Excerpt ->
Natchez Pilgrimage 1934

To celebrate the beginning of the Natchez Pilgrimage, the grandmother of them all, this weekend, I’m posting this beautiful full-color map I came across in Mary Carmack Cunningham’s master’s thesis, The development and appreciation of historic architecture at Natchez, Mississippi, completed in 1937 at George Peabody College. To ensure that the words would be readable, I scanned the map at a high resolution and stitched it together, and I highly recommend viewing it in its full 119 mb glory on Flickr, which you can do simply by clicking the photo below.

Natchez+Pilgrimage+Map (1)

Apart from a couple of exceptions (oh how I wish Homewood and Windy Hill Manor were still with us!), all of the pilgrimage sites depicted on the map are still around and many are still on tour. You can also see a few different names, especially for the house now known as “The House on Ellicott’s Hill” but formerly known as “Gilreath Hill Tavern” and later “Connelly’s Tavern.” In fact, that poor house has had so many names, it should probably just adopt a symbol like the artist formerly known as Prince did.

The map designers, J.T. Liddle, Jr., and Harry E. Weir, particularly interested me since they were young Mississippi architects who had worked with A. Hays Town on the Historic American Building Survey (HABS) in Natchez in 1933-34. This HABS work was a formative experience in Town’s career, and I think must have also had an impact on the junior architects who were busily engaged measuring the antebellum mansions of Natchez during the depths of the Depression.

Available data ->
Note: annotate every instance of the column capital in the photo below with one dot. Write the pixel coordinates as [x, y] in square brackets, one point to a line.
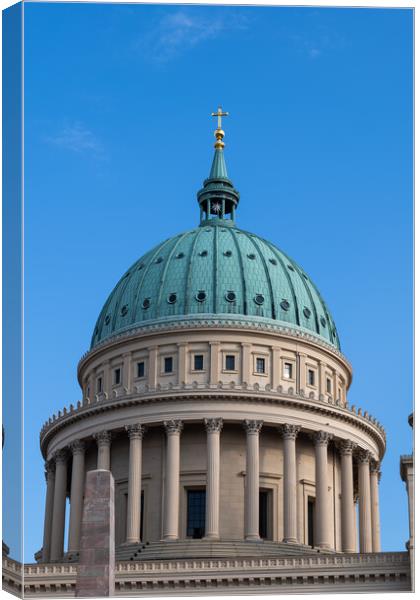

What is needed ->
From the Natchez Pilgrimage post, write out word for word the passage that begins at the words "To celebrate the" and stops after "the photo below.".

Solution for this task ->
To celebrate the beginning of the Natchez Pilgrimage, the grandmother of them all, this weekend, I’m posting this beautiful full-color map I came across in Mary Carmack Cunningham’s master’s thesis, The development and appreciation of historic architecture at Natchez, Mississippi, completed in 1937 at George Peabody College. To ensure that the words would be readable, I scanned the map at a high resolution and stitched it together, and I highly recommend viewing it in its full 119 mb glory on Flickr, which you can do simply by clicking the photo below.